Aim: Reproduce the part of the items that opens with the line containing "Look at the photograph above. For each instance of the rocky" and closes with the line containing "x=448, y=151", requests included. Offset every coordinate in the answers by -28, and leave the requests and their sample coordinates unchanged.

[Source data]
## start
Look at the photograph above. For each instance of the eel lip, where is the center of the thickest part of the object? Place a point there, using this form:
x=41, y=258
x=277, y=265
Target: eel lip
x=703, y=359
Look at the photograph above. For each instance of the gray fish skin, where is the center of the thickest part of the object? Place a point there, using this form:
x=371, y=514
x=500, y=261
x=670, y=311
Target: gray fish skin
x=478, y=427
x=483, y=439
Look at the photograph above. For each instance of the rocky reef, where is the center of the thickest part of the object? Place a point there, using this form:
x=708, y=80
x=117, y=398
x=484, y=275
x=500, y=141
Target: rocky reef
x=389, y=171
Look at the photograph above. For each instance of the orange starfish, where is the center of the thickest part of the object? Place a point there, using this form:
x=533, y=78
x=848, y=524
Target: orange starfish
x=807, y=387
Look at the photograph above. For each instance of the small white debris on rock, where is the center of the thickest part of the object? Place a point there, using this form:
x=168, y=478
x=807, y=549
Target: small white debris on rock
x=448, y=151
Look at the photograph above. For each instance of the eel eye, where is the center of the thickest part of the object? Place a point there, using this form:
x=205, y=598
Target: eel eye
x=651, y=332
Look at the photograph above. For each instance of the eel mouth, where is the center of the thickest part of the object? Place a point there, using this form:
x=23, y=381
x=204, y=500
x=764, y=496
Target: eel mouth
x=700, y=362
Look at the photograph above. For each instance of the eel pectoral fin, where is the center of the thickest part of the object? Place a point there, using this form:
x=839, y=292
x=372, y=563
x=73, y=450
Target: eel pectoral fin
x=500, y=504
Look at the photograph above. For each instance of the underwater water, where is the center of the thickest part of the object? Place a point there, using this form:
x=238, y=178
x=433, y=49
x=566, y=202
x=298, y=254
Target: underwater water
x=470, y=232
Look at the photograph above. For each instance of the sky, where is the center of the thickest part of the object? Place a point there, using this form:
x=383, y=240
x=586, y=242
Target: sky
## end
Exercise result:
Look at the photograph above. For each instance of the rocky reef, where is the center of the thickest part of the object? Place a point there, using this form:
x=708, y=80
x=117, y=398
x=484, y=275
x=500, y=141
Target: rocky reef
x=361, y=143
Look at the photograph above. For each instance of the orange starfish, where is the center of the thickest part of the object? Place a point there, using this form:
x=533, y=78
x=848, y=524
Target: orange starfish
x=779, y=359
Look at the photograph above. For each instance of the small white debris on rock, where is the center of the thickest part of the object? Place a point there, using this form:
x=168, y=478
x=807, y=549
Target: small white debris on rock
x=420, y=123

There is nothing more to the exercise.